### TEXT SHOWN
——
Iranians are getting raped, hung and killed by dozen because of us faild policies

#2

RE: Successive U.S. presidents, including Jimmy Carter, looked the other way while the shah’s C.I.A.-trained SAVAK intelligence agency repressed dissidents and their fight for freedom.

In the book “The Real Jimmy Carter,” by Steven Hayward of the American Enterprise Institute: Ayatollah Khomeini’s regime executed more people in its first year in power than the Shah’s SAVAK had allegedly killed in the previous 25 years.”
On February 1, 1979, with U.S. officials joining the welcoming committee, Ayatollah Khomeini arrived in Iran amid media fanfare. Although counter-demonstrations, some numbering up to 300,000 people, erupted in Iran, the Western press barely mentioned them.
Ramsey Clark, who served as Attorney General under President Lyndon B. Johnson, held a press conference where he reported on a trip to Iran and a Paris visit with Khomeini. He urged the US government to take no action to help the Shah so that Iran could determine its own fate. Clark played a behind the scenes role influencing members of Congress to not get involved in the crisis. Perhaps UN Ambassador Andrew Young best expressed the thinking of the left at the time when he stated that, if successful, Khomeini would eventually be hailed as a saint.
——
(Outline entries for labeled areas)

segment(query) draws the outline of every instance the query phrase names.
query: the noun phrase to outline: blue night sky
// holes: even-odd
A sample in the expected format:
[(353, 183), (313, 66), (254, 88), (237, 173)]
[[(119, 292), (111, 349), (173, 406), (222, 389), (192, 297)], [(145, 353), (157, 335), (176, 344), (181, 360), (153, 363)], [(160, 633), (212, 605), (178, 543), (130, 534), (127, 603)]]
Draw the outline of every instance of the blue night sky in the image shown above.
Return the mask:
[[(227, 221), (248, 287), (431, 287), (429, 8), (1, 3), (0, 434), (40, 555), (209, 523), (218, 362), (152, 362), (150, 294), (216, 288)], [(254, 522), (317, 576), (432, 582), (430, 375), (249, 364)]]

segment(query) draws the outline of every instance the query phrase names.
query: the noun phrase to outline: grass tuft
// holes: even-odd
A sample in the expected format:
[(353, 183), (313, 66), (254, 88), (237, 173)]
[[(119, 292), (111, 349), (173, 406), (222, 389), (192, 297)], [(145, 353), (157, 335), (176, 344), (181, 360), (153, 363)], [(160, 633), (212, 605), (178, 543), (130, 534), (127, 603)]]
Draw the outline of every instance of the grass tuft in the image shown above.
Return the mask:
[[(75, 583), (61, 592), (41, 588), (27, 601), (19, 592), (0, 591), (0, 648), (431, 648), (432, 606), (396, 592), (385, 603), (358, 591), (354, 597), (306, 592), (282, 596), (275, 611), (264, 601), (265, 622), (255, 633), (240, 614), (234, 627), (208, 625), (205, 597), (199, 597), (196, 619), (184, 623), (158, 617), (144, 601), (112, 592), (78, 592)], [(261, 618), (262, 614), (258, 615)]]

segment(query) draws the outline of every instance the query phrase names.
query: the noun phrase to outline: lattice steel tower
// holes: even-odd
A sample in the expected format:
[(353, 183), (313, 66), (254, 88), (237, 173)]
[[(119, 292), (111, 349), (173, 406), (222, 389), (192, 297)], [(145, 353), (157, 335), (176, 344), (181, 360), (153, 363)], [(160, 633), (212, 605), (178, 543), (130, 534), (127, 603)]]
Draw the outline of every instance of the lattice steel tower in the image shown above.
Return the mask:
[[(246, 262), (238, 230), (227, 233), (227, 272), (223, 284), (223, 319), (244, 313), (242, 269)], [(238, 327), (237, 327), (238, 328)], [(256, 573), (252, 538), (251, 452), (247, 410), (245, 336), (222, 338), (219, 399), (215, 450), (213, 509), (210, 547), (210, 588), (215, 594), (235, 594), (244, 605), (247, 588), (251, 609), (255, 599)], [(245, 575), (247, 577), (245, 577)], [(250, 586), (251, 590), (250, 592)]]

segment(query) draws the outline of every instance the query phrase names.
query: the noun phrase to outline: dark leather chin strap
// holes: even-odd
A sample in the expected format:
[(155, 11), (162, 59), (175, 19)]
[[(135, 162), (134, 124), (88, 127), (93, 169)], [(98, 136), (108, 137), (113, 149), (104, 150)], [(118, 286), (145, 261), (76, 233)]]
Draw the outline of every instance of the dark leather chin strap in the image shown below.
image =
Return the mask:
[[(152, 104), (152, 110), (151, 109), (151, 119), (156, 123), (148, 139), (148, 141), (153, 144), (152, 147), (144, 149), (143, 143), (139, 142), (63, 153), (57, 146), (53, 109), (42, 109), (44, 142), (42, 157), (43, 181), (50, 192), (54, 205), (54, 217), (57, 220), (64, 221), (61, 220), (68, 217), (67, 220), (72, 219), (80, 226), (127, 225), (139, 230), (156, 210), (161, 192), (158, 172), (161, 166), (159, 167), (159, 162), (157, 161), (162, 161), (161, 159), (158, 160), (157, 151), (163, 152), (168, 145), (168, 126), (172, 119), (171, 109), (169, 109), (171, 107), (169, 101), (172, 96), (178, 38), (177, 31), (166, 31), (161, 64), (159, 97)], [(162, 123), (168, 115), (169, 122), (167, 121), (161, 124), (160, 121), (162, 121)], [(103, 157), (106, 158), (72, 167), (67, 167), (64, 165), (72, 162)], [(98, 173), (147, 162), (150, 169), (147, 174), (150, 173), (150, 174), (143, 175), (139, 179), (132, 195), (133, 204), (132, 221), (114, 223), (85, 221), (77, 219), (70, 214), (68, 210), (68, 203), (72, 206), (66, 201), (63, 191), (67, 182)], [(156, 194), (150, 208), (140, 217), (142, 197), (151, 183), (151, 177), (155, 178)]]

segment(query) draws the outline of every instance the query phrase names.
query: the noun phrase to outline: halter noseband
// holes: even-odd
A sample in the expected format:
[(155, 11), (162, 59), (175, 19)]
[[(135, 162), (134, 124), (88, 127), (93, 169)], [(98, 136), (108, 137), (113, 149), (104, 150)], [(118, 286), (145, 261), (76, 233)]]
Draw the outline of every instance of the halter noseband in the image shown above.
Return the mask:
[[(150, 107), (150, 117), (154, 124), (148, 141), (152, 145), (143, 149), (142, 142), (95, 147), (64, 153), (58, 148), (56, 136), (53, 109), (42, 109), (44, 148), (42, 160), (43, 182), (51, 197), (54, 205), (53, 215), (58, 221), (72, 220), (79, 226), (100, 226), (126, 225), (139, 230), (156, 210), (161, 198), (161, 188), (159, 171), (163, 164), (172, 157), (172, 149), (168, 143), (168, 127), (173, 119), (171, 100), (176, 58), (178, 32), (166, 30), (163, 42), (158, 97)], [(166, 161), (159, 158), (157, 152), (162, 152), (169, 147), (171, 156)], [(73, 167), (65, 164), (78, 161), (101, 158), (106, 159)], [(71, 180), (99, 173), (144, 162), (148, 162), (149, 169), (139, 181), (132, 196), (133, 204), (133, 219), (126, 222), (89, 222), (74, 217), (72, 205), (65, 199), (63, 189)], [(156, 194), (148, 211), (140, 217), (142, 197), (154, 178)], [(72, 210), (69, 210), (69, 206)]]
——
### REQUIRED TASKS
a - Set down the Iran passage word for word, beginning at the words "Iranians are getting" and stopping after "fight for freedom.".
b - In the entries, from the first line through the line that contains "614), (258, 615)]]", rename "grass tuft" as "clump of grass" and give only those lines, with everything else left unchanged.
The entries are unrelated to the Iran passage.

### SOLUTIONS TO THE TASKS
a -
Iranians are getting raped, hung and killed by dozen because of us faild policies

#2

RE: Successive U.S. presidents, including Jimmy Carter, looked the other way while the shah’s C.I.A.-trained SAVAK intelligence agency repressed dissidents and their fight for freedom.

b -
segment(query) draws the outline of every instance the query phrase names.
query: the noun phrase to outline: blue night sky
// holes: even-odd
A sample in the expected format:
[(353, 183), (313, 66), (254, 88), (237, 173)]
[[(119, 292), (111, 349), (173, 406), (222, 389), (192, 297)], [(145, 353), (157, 335), (176, 344), (181, 360), (153, 363)], [(160, 633), (212, 605), (178, 543), (130, 534), (127, 603)]]
Draw the outline of every instance of the blue night sky in the image shown above.
Return the mask:
[[(227, 221), (248, 287), (431, 287), (429, 8), (1, 3), (0, 434), (40, 555), (209, 523), (218, 362), (152, 362), (150, 294), (216, 288)], [(254, 522), (317, 576), (432, 582), (430, 375), (249, 364)]]

segment(query) draws the outline of every instance the query phrase names.
query: the noun phrase to outline: clump of grass
// holes: even-odd
A sample in the expected format:
[(353, 183), (313, 66), (254, 88), (237, 173)]
[[(119, 292), (111, 349), (173, 406), (222, 389), (192, 297)], [(145, 353), (157, 335), (176, 344), (181, 360), (153, 363)], [(160, 633), (212, 605), (178, 543), (130, 534), (127, 603)]]
Draw the outline of every instance of the clump of grass in the image shown above.
Return the mask:
[[(75, 583), (61, 592), (41, 588), (27, 601), (19, 592), (0, 591), (0, 648), (431, 648), (432, 606), (396, 592), (385, 603), (358, 591), (354, 597), (306, 592), (282, 596), (275, 611), (264, 601), (265, 622), (255, 633), (240, 614), (234, 627), (208, 625), (205, 597), (199, 597), (196, 619), (184, 623), (158, 617), (144, 601), (112, 592), (78, 592)], [(261, 618), (262, 614), (258, 615)]]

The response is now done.